SOURCE MATERIAL =>
====

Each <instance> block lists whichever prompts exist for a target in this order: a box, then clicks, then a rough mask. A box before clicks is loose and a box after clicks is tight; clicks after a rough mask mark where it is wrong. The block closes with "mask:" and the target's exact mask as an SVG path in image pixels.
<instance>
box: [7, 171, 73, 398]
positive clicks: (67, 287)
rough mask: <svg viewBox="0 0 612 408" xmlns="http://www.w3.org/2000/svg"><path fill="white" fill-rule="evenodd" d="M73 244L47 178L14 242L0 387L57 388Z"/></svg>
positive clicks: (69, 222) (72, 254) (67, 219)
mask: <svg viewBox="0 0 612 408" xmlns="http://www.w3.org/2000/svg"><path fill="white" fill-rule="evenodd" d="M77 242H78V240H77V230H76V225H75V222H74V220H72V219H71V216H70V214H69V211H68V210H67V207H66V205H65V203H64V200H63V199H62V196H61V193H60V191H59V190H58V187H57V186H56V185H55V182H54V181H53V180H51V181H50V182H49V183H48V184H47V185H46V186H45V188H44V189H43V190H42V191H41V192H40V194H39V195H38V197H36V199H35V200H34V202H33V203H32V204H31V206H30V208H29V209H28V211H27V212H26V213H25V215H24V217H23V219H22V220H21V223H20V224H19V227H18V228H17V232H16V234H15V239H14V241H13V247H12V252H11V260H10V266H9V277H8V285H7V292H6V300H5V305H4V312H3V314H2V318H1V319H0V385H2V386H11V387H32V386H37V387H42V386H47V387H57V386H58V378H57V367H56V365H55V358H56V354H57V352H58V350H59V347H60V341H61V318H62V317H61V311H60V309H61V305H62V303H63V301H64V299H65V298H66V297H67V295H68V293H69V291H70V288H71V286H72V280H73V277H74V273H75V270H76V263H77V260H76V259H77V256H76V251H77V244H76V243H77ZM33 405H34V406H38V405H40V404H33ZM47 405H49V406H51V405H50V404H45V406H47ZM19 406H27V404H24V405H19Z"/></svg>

====

AIM OF THE EXERCISE => Above are some lines. Repeat exactly, and only, those from the line that has "box: [7, 171, 73, 398]" through the line that has "rough mask: <svg".

RESPONSE FOR THIS EXERCISE =>
box: [7, 171, 73, 398]
positive clicks: (67, 287)
rough mask: <svg viewBox="0 0 612 408" xmlns="http://www.w3.org/2000/svg"><path fill="white" fill-rule="evenodd" d="M73 244L47 178L14 242L0 387L57 388Z"/></svg>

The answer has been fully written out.